▶ _Problem statement_
According to the report on Hurricane Maria, how many patients was the church's Bella Vista Hospital housing at the time?

*** Opening of Text block ***

Seventh-day Adventist leaders in Puerto Rico are finally beginning to connect with those around them after Hurricane Maria plowed through the island on Sep. 20, 2017. The Category 4 storm brought winds of up to 155 mph that killed 10 people, knocked down power lines and cellphone towers, flooded streets, and disrupted the infrastructure of the entire island like never before.
“In the history of our country, there has never been such a phenomenon, such great destruction as Hurricane Maria has caused,” said Luis A. Rivera, administrator of the Bella Vista Adventist Hospital and treasurer of the church in Puerto Rico. “It paralyzed our entire island from coast to coast and just now we are slowing trying to communicate with some on the island.”
“The church’s Bella Vista Hospital is running with its generators, housing 62 patients at the moment and offering limited services,” said Rivera in a telephone call. The challenge will be in the coming days when food, medications, oxygen and diesel for generators will start depleting, said Rivera.
Rivera said he spoke to the Governor of Puerto Rico, Ricardo Rossello, in San Juan during Emergency Management meetings today. “I let him know that our hospital is functioning well so far and we can take care of patients,” said Rivera.

*** Close of Text block ***
*** Opening of Data listing ***

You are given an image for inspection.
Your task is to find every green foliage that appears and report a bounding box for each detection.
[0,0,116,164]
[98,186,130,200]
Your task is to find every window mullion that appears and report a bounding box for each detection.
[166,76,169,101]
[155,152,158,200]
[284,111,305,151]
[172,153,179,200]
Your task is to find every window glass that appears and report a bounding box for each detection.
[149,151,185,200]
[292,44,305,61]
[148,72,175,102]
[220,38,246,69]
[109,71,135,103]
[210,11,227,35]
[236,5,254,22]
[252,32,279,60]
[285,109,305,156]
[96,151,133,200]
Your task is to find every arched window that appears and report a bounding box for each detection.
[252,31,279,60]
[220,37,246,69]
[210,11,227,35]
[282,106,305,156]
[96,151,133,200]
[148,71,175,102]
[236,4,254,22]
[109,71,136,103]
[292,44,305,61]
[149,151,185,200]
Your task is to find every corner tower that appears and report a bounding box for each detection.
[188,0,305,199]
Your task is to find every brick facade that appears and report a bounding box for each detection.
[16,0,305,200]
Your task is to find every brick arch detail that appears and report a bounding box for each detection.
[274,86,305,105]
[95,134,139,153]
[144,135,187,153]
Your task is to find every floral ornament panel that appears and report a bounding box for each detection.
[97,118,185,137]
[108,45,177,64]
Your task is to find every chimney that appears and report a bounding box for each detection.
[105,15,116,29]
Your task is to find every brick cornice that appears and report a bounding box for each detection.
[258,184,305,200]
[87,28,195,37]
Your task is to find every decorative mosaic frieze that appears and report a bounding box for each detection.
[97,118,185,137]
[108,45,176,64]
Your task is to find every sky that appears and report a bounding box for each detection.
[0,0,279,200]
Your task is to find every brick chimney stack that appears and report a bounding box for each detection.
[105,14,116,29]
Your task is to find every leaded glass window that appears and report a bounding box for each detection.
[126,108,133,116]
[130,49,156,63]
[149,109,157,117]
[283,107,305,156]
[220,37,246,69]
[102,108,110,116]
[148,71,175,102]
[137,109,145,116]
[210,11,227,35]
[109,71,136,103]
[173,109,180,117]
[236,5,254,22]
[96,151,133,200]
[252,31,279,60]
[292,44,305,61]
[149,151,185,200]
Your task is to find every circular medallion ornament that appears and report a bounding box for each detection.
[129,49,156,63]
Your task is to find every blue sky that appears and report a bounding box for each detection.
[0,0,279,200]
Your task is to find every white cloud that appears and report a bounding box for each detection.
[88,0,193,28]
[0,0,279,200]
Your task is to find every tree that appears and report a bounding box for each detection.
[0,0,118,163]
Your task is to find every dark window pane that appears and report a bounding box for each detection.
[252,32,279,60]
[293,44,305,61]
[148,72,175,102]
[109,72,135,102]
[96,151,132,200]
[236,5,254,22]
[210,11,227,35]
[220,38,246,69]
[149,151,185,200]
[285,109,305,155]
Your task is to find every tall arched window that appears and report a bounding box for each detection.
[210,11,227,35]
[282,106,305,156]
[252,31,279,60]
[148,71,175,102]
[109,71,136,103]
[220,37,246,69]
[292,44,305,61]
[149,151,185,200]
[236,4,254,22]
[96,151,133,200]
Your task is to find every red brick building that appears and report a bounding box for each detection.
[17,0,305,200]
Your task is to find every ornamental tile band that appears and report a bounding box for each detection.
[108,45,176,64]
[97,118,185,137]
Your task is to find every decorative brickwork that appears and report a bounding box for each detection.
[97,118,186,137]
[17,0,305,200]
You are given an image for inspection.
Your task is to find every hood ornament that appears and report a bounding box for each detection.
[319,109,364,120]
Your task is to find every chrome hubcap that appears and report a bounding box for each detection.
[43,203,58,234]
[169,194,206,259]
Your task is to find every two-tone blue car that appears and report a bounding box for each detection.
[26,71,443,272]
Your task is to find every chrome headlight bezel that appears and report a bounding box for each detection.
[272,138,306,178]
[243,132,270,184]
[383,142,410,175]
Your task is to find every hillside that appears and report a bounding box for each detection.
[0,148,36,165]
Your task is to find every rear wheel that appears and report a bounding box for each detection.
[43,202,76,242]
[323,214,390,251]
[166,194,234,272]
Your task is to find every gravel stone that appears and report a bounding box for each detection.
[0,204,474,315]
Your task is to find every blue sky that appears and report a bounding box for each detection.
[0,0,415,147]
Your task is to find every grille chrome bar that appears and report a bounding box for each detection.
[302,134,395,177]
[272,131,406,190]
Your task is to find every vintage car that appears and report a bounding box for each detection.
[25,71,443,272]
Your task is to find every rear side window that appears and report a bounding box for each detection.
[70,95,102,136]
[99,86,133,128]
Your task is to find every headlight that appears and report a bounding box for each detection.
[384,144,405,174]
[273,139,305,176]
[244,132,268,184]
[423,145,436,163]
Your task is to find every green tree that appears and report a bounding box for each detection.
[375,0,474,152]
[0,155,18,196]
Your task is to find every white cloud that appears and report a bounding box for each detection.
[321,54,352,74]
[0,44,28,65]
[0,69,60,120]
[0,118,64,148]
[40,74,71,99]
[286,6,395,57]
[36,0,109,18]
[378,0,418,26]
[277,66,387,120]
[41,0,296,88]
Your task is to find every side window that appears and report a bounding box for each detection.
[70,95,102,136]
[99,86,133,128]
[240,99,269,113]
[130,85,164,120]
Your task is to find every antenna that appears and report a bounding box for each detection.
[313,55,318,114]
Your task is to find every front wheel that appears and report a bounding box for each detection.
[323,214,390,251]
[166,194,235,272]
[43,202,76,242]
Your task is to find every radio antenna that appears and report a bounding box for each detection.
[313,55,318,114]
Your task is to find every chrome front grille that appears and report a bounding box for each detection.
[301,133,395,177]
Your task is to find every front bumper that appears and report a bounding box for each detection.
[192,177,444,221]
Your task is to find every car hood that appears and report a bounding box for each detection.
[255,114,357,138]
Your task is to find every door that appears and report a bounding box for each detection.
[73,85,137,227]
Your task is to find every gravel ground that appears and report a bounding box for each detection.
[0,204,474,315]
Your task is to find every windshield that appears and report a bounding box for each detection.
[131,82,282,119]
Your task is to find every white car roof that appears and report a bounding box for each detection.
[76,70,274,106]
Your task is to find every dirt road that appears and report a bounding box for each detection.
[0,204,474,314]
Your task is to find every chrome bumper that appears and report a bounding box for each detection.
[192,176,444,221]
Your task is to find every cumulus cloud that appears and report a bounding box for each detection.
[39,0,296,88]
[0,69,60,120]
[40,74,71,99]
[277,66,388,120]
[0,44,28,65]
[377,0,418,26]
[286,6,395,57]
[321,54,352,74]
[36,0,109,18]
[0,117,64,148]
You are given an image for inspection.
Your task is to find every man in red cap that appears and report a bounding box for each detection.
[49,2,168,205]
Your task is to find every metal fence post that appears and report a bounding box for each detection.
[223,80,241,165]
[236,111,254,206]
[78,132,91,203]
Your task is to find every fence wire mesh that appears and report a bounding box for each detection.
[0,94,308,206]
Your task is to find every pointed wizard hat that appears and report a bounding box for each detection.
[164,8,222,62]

*** Close of Data listing ***

▶ _Output of the task_
62 patients